Saved records:
--------

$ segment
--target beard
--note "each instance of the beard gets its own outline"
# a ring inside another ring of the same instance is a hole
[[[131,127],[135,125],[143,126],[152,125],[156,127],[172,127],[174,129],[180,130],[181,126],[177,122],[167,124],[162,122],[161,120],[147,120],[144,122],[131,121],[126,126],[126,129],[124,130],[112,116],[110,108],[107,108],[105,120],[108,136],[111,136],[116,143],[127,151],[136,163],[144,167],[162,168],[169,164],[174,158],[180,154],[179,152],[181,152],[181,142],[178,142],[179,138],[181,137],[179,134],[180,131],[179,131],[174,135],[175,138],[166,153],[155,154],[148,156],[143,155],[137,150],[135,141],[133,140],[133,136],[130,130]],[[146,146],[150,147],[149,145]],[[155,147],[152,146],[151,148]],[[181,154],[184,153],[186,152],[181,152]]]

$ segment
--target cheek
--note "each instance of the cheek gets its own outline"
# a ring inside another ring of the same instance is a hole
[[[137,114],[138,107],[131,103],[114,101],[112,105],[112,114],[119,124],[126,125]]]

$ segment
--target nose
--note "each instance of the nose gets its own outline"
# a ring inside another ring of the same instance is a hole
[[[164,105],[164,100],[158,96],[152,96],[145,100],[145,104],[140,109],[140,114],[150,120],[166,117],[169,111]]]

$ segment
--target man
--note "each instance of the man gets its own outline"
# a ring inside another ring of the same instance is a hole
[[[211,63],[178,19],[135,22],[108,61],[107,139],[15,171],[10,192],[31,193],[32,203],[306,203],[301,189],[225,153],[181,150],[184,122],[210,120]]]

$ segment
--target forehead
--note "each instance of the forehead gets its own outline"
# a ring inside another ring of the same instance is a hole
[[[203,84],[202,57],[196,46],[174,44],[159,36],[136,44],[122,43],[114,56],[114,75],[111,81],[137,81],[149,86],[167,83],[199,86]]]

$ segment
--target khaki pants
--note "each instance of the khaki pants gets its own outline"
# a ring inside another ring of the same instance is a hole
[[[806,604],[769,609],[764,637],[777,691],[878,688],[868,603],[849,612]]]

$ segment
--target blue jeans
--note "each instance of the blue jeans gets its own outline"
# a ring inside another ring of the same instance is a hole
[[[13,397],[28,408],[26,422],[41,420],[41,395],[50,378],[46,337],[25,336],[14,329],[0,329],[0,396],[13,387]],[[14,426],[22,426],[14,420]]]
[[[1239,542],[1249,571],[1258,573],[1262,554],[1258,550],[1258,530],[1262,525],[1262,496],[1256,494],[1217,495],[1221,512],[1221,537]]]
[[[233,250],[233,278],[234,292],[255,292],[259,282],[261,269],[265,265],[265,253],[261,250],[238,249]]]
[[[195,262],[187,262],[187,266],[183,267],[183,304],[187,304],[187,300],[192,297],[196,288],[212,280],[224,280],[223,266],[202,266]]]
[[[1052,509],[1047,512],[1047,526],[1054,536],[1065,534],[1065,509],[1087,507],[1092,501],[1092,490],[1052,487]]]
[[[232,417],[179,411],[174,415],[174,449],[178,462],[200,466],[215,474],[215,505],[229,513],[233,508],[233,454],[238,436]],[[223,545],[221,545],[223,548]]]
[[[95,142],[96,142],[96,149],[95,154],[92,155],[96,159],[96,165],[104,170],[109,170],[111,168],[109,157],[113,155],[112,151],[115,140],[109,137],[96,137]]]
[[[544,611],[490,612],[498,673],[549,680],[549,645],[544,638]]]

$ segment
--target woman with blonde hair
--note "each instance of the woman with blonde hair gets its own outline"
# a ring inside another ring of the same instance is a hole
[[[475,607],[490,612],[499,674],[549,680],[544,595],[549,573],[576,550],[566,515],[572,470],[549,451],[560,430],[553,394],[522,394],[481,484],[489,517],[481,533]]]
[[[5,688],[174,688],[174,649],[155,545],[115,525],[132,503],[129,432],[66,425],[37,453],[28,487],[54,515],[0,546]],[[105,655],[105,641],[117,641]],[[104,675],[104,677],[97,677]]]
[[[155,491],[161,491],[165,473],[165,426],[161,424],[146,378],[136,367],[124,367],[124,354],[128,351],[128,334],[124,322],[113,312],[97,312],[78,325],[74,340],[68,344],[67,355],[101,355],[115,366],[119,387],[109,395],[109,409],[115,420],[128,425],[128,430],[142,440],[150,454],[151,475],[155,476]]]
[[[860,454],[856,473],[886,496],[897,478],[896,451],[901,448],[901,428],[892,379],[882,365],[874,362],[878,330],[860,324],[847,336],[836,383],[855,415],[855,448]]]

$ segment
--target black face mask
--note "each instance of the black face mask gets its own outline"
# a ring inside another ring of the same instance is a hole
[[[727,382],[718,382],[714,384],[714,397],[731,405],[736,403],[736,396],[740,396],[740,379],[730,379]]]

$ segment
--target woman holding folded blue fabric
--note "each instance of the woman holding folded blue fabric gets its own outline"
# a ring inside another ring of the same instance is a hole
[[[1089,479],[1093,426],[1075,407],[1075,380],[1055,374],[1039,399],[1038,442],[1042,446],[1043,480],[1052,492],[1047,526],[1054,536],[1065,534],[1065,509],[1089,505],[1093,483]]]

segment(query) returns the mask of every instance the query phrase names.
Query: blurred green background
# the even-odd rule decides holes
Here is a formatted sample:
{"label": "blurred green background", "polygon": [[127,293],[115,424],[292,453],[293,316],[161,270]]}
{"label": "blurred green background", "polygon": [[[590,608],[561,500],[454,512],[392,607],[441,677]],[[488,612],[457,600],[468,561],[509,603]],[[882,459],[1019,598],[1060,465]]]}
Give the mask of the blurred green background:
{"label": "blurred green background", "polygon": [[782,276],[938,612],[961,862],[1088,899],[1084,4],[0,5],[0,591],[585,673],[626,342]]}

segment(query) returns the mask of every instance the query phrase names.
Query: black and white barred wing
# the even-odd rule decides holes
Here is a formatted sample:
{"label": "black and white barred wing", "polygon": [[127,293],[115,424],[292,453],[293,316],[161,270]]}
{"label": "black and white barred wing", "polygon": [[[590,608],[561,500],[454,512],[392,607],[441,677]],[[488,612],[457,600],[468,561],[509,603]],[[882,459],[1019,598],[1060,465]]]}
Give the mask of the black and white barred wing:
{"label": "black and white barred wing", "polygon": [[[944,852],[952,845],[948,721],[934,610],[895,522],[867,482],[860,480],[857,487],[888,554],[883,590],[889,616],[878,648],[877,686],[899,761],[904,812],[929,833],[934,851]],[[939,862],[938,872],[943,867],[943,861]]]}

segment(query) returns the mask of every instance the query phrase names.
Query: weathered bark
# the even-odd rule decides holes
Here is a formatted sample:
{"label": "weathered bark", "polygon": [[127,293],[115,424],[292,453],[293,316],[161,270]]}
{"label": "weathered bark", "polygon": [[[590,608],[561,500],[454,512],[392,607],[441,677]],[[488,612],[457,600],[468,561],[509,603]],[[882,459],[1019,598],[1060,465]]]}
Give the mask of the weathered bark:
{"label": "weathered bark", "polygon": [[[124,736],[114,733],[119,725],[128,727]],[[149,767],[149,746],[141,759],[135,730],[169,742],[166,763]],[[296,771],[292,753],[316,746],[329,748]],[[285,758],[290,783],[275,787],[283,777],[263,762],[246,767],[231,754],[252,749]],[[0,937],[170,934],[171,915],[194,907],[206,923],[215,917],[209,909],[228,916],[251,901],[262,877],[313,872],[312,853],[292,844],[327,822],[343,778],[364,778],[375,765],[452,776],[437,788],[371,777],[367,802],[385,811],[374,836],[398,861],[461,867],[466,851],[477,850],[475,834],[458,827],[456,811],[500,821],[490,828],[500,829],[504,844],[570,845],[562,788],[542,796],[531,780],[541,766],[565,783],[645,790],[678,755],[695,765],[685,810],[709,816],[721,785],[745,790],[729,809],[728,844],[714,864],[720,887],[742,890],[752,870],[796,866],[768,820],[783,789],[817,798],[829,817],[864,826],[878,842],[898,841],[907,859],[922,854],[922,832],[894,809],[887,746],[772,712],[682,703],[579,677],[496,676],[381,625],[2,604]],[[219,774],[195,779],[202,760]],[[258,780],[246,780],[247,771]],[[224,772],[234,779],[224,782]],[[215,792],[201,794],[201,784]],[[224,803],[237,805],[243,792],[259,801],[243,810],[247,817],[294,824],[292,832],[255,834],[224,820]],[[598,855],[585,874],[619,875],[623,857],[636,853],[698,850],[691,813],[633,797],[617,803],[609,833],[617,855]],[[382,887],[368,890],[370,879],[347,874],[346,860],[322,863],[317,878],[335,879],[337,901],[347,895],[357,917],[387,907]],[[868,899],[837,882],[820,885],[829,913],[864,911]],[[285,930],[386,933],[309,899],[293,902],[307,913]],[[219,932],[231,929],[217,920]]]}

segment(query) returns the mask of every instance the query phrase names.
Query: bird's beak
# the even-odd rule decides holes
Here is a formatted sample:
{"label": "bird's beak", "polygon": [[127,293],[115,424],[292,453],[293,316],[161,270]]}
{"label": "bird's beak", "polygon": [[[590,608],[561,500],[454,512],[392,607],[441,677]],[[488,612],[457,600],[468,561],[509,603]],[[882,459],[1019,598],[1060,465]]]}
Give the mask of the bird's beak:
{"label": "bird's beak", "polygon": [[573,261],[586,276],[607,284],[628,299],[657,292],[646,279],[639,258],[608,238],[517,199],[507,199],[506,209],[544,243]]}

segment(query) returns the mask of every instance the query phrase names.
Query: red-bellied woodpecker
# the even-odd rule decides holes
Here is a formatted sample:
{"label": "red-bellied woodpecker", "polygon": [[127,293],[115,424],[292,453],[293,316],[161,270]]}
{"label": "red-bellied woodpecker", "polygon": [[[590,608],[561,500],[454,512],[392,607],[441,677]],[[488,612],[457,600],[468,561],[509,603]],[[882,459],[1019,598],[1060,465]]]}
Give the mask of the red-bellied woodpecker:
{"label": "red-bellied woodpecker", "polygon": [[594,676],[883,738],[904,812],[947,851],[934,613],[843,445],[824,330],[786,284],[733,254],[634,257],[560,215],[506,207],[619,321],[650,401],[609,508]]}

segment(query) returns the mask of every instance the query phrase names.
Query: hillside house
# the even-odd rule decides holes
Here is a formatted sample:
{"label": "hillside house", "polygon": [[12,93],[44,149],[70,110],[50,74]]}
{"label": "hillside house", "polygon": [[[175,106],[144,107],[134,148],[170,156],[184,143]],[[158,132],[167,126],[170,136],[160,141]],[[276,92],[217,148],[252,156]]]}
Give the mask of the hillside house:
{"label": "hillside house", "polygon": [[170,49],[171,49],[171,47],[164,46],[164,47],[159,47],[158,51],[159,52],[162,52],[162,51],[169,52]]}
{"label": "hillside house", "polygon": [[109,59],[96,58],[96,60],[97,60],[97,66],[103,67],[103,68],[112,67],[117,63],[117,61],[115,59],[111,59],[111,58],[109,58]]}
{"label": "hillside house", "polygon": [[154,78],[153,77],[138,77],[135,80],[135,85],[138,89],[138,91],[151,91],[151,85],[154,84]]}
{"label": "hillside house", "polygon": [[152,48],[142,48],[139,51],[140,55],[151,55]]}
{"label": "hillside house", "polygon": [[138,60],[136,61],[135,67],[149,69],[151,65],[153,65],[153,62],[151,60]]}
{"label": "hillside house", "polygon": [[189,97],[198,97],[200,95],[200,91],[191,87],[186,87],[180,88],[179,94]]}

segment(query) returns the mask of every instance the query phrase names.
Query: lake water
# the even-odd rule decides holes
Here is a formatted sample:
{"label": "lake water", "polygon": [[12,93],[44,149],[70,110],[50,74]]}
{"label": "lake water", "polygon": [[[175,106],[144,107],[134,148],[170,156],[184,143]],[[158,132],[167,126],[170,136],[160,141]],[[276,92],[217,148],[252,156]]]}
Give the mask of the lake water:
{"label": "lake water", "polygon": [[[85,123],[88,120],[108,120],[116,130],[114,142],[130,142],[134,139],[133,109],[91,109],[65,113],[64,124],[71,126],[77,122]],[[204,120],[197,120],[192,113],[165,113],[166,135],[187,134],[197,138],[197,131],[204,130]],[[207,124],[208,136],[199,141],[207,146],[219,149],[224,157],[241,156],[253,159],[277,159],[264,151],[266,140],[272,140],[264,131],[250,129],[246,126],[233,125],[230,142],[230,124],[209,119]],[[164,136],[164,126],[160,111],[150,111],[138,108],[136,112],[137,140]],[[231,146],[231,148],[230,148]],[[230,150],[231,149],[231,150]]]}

--------

## THE REQUEST
Pull out every line of the records above that contains the word "cheek", matching case exactly.

## RESULT
--target cheek
--note "each instance of the cheek gets its own outline"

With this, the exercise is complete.